> PROBLEM:
Exactly as they appear below, repeat the lines from the one with "Target: wet sand" through the one with "Target: white shirt". Drop every picture.

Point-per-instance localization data
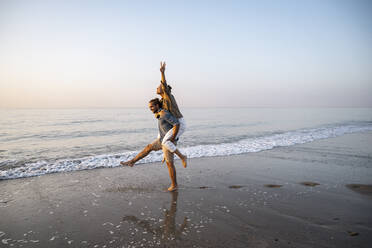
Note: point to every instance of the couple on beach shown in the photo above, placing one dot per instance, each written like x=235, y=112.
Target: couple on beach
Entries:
x=171, y=126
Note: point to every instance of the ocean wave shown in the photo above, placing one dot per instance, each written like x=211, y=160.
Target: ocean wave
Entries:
x=254, y=144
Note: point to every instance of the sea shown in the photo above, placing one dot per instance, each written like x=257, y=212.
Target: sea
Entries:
x=34, y=142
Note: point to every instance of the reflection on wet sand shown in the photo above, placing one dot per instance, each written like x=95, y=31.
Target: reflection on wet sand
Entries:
x=164, y=232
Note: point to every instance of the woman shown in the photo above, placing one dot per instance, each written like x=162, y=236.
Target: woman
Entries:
x=169, y=103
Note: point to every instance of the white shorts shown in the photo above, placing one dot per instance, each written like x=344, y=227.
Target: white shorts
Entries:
x=166, y=140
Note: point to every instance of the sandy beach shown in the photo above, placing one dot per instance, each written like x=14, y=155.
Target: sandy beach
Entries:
x=311, y=195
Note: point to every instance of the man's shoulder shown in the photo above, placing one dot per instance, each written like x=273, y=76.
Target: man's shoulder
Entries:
x=164, y=112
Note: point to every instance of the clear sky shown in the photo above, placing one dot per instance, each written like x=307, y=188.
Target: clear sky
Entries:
x=75, y=54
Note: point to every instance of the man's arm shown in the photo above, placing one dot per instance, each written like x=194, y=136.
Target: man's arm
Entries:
x=162, y=70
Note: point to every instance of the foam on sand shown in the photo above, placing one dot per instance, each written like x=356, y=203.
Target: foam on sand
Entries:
x=254, y=144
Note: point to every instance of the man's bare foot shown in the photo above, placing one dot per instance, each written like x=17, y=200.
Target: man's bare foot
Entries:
x=184, y=161
x=128, y=163
x=172, y=188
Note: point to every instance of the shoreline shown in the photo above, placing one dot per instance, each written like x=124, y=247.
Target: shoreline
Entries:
x=263, y=199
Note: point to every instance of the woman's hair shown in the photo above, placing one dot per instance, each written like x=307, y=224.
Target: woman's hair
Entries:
x=156, y=101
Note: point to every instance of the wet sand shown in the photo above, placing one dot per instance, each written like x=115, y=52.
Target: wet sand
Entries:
x=310, y=195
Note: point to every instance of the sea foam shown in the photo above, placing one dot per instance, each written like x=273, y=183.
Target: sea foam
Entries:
x=254, y=144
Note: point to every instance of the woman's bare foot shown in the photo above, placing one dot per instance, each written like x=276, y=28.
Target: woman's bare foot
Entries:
x=172, y=188
x=128, y=163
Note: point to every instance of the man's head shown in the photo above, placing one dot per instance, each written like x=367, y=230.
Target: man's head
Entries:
x=154, y=105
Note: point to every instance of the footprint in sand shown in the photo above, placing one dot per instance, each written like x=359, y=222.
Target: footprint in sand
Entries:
x=235, y=187
x=204, y=187
x=361, y=188
x=273, y=185
x=311, y=184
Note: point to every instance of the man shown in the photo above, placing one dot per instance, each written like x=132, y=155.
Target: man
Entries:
x=166, y=122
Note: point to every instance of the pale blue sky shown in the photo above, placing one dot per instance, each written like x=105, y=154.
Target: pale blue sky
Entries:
x=219, y=53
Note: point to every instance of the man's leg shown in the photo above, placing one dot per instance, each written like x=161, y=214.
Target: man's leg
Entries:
x=169, y=157
x=154, y=146
x=173, y=148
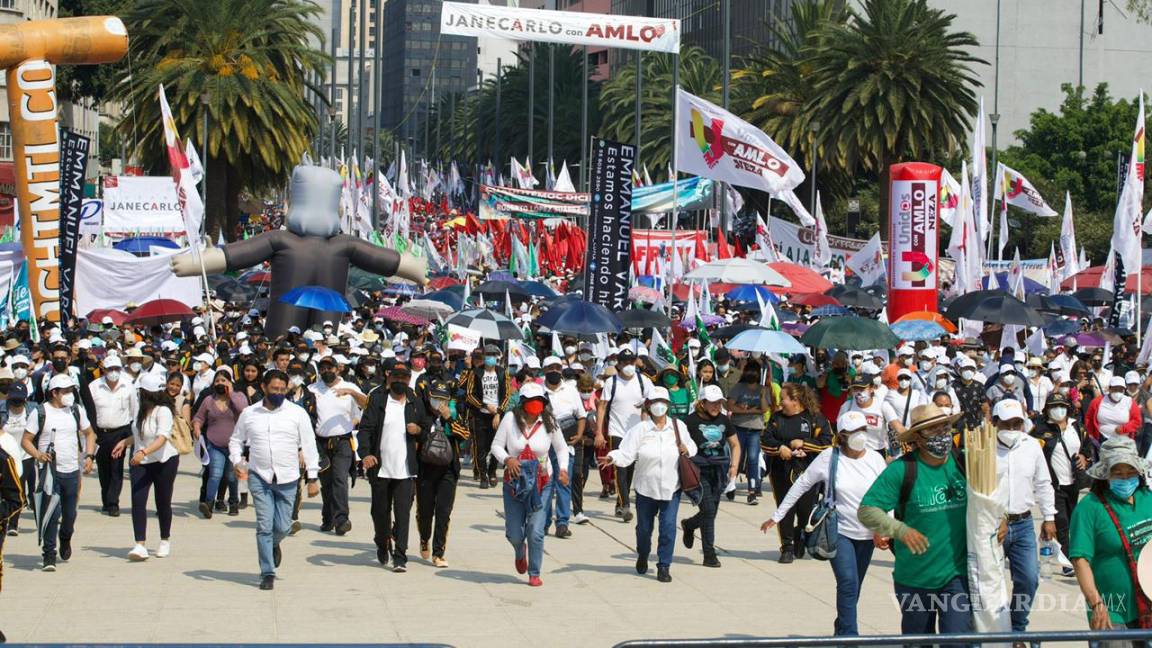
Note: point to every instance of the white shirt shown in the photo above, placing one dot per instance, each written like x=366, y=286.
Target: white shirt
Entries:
x=512, y=442
x=275, y=439
x=60, y=432
x=393, y=442
x=335, y=415
x=657, y=458
x=115, y=407
x=158, y=424
x=1023, y=477
x=854, y=477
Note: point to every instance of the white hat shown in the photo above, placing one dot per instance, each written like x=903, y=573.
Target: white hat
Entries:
x=711, y=393
x=1008, y=409
x=851, y=421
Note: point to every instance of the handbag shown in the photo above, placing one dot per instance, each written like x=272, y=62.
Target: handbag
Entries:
x=823, y=529
x=689, y=472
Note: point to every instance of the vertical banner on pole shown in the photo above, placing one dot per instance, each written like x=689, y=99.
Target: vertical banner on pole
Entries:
x=73, y=163
x=912, y=238
x=609, y=231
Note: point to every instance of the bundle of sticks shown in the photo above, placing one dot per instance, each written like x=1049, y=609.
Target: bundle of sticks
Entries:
x=980, y=458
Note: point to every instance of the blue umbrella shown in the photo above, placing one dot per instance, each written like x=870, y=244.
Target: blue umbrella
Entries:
x=764, y=340
x=581, y=317
x=748, y=293
x=914, y=330
x=317, y=298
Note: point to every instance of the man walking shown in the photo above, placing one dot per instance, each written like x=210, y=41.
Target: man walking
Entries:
x=274, y=434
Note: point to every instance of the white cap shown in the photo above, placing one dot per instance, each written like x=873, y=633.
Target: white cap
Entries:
x=712, y=393
x=1008, y=409
x=851, y=421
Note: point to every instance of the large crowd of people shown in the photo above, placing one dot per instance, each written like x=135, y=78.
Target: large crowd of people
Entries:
x=274, y=419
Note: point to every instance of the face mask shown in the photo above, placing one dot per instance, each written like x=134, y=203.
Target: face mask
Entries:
x=1123, y=489
x=856, y=442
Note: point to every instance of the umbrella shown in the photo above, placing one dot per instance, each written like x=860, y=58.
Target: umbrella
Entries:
x=581, y=317
x=1002, y=309
x=930, y=316
x=316, y=298
x=739, y=271
x=849, y=333
x=399, y=315
x=764, y=340
x=98, y=315
x=491, y=325
x=915, y=330
x=159, y=311
x=641, y=318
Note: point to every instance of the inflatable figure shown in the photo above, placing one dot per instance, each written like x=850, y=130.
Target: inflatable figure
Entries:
x=309, y=253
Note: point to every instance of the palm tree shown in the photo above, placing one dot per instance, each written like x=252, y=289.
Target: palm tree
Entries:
x=892, y=83
x=699, y=74
x=251, y=61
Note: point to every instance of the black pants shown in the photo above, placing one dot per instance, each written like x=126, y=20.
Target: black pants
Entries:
x=335, y=461
x=712, y=482
x=392, y=509
x=436, y=492
x=111, y=471
x=623, y=479
x=795, y=520
x=160, y=477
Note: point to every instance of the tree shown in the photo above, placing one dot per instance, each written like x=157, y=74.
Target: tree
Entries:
x=892, y=83
x=251, y=61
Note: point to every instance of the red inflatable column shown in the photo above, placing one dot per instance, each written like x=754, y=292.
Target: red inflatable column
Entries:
x=914, y=191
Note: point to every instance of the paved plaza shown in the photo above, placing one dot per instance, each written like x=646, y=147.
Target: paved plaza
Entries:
x=331, y=589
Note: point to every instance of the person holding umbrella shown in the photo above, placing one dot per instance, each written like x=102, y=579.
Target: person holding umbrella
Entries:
x=60, y=437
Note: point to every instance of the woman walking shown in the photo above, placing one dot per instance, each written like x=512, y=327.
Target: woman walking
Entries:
x=855, y=471
x=654, y=445
x=153, y=464
x=522, y=442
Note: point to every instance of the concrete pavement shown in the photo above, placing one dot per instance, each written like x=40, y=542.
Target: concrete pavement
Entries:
x=331, y=589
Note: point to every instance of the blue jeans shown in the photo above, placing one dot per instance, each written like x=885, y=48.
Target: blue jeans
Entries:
x=219, y=467
x=919, y=609
x=63, y=518
x=646, y=510
x=273, y=505
x=750, y=450
x=522, y=525
x=849, y=566
x=1024, y=564
x=563, y=492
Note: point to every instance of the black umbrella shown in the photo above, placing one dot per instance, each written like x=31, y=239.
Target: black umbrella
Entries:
x=643, y=318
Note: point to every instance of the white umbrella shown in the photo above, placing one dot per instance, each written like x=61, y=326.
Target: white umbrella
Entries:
x=740, y=271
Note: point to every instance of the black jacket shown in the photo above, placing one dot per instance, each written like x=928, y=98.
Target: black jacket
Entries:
x=369, y=431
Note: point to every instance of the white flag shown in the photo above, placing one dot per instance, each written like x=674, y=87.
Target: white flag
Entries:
x=713, y=143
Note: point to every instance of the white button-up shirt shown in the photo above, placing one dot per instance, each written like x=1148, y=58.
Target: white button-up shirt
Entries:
x=115, y=407
x=275, y=438
x=654, y=452
x=335, y=415
x=1023, y=479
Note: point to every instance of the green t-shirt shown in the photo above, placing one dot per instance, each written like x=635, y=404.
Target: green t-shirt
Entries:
x=1093, y=537
x=937, y=507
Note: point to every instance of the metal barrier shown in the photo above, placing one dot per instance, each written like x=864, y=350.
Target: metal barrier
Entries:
x=1033, y=639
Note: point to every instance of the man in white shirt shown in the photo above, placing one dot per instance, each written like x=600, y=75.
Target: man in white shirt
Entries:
x=116, y=404
x=65, y=438
x=1023, y=482
x=275, y=434
x=338, y=409
x=620, y=409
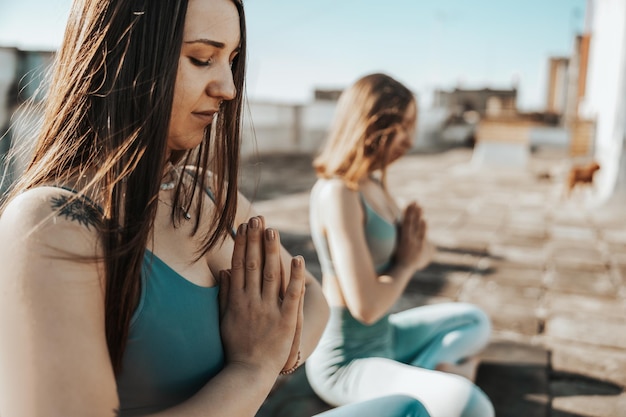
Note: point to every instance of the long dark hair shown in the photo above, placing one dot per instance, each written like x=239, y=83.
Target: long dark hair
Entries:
x=107, y=114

> RESPONSE TO THE TASK:
Target: wet sand
Entries:
x=310, y=195
Note: point to every instance of the sea foam shown in the photo above, placing one dot per instance, each written like x=273, y=183.
Target: sea foam
Entries:
x=254, y=144
Note: point to every instance of the woman's bare foot shown in the photo above, placing one dot per instance, each written like x=276, y=28.
Target: woman's bare foot
Entries:
x=172, y=188
x=128, y=163
Note: point to every instance of the man's head shown in the photo above, placing one dot per instance, each written like x=367, y=230.
Target: man's head
Entries:
x=154, y=105
Note: point to every instance of the footprint in sand shown in the photo above, placing one dot per instance, each written like x=359, y=222.
Target: footprint in sand
Entries:
x=235, y=187
x=204, y=187
x=361, y=188
x=273, y=185
x=311, y=184
Note: point to every instance of the man shown in the photo above, placing one dot per instance, each written like x=132, y=155.
Target: man
Entries:
x=166, y=122
Note: point to every instance of the pale blue sky shown in the photo above, placing one dot per instance, each written like x=105, y=154.
Target: pale blue sky
Entries:
x=219, y=53
Note: point to every instance of the man's leg shown in the photo above, placing one dot per instance, each written like x=161, y=214.
Target: man's leg
Entries:
x=169, y=157
x=154, y=146
x=173, y=148
Note: point to every instance of the white shirt shown in the photo above, placing one dot per instance, each written like x=366, y=286.
Target: white shirt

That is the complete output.